- [Source passage]:
______________________________

UI language departments are growing as students realize employers are seeking bilingual applicants.
In light of the increased interest, the UI Spanish/Portuguese department will offer a new course — Spanish-English translation — next fall, said Tom Lewis, the department’s head.
While the class will not deal with interpretation in courts and hospitals due to their strict qualifications and requirements, he said, it will provide an introduction to some vocabulary, issues, and life situations that could come up in similar contexts.
“The Spanish-English translation course is designed really for translation from written texts,” Lewis said. “These wouldn’t necessarily be literary texts. They could be technical manuals, they could be scientific articles, but it’s sort of a lot of practice and a lot of building linguistics skills.”
UI language departments continually look for creative ways to respond to new demands in Iowa, including the growing need for medical and legal interpreters, Mercedes Niño-Murcia, the associate head of the Spanish/Portuguese department, said in an e-mail.
Though the course won’t be for strict interpreting, Lewis said, it will prepare students for a variety of other professions.
He said many large companies publish some form of in-house communication in both English and Spanish, creating a need for students with good linguistics skills in the business world.
Lewis said the department is also working with the medical school to develop a medical Spanish course, and he would also like to eventually create a law Spanish course. But the law project is on hold until the UI is able to hire faculty members with the necessary skills to teach the course.
Roughly 350 UI undergraduates major in Spanish and Portuguese, and around half have a second major in a different area, Lewis said.
He said that unlike several years ago, when many undergraduates in a language department went on to teach, the vast majority of current students plan to go into careers outside of education.

______________________________

(Referring expression data)
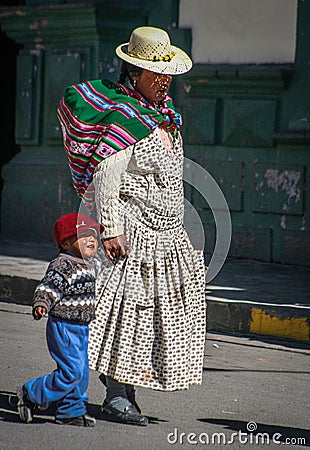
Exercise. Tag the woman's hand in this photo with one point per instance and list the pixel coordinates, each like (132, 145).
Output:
(116, 247)
(38, 312)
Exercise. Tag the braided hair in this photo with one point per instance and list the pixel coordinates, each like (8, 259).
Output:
(127, 71)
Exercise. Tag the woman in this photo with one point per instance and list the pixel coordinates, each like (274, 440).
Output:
(125, 154)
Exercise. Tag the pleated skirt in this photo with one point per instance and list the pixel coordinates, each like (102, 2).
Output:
(150, 321)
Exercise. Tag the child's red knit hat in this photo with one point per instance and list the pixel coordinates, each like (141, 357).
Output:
(71, 225)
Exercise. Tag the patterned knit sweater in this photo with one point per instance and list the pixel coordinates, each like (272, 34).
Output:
(67, 290)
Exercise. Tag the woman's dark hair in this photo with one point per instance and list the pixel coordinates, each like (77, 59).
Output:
(127, 70)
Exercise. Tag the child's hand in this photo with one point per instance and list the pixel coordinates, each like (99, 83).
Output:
(38, 312)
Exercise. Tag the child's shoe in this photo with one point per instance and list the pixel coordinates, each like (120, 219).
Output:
(25, 407)
(81, 421)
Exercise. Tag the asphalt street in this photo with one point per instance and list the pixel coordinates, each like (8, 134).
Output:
(255, 394)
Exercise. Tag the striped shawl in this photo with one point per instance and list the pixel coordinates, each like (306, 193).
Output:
(99, 118)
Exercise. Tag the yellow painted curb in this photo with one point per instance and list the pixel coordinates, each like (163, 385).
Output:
(293, 328)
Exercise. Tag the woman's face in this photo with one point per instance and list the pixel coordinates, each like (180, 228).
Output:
(153, 86)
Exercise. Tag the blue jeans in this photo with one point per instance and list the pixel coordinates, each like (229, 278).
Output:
(68, 345)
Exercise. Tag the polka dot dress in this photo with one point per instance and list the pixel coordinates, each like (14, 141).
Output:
(151, 312)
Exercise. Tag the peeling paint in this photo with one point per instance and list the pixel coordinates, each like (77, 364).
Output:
(286, 181)
(303, 224)
(282, 222)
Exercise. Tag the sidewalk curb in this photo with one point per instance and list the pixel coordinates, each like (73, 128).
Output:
(246, 318)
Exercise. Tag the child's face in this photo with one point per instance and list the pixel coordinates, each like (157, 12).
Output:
(85, 246)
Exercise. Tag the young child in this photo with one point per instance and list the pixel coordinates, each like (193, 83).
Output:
(67, 294)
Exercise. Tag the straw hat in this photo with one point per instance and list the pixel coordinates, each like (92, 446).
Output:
(150, 48)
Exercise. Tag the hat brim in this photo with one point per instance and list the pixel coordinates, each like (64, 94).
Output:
(179, 63)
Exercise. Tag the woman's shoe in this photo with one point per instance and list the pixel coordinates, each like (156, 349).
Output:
(130, 392)
(121, 410)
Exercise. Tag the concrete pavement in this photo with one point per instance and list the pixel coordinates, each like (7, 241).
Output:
(249, 298)
(255, 394)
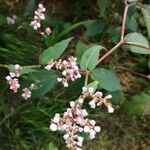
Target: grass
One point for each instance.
(24, 125)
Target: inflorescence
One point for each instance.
(13, 82)
(69, 69)
(74, 120)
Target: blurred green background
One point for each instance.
(25, 124)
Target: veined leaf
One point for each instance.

______________________________

- [Task requirements]:
**a)** List the courses that the article on UI language departments says the Spanish/Portuguese department is offering or hopes to create.
**b)** According to the article on UI language departments, roughly how many UI undergraduates major in Spanish and Portuguese?
**c)** Pick up the article on UI language departments after its final sentence and carry it on.

- [Per-task outputs]:
**a)**
- Spanish-English translation
- Medical Spanish
- Law Spanish

**b)** Roughly 350.

**c)**
But not everyone is uninterested in teaching.
UI junior Vince Vanderlaan, a Japanese major, said he plans to earn a Ph.D. and eventually teach at the college level.
“Most people in the Asian department stay in that department, but most end up taking a second language,” Vanderlaan said.
Students striving to become bilingual are the building blocks for globalization, Niño-Murcia said.
“Internationalization begins with learning languages other than English,” she said. “By learning the language of other groups on Earth and then firsthand experiencing their cultures, students get exposed to different literature and different ways of being in the world.”
Attitudes toward foreign-language education are changing, she said, because countries are no longer isolated and multilingualism is a global necessity.
Lewis agreed, saying students also find value in the development of their communication skills in writing, speaking, and constructing logical arguments.
“I can see a definite development, which I consider to be a good development and progress away from a traditional curriculum of Spanish,” he said. “It takes students a little further than they would have been able to years ago.”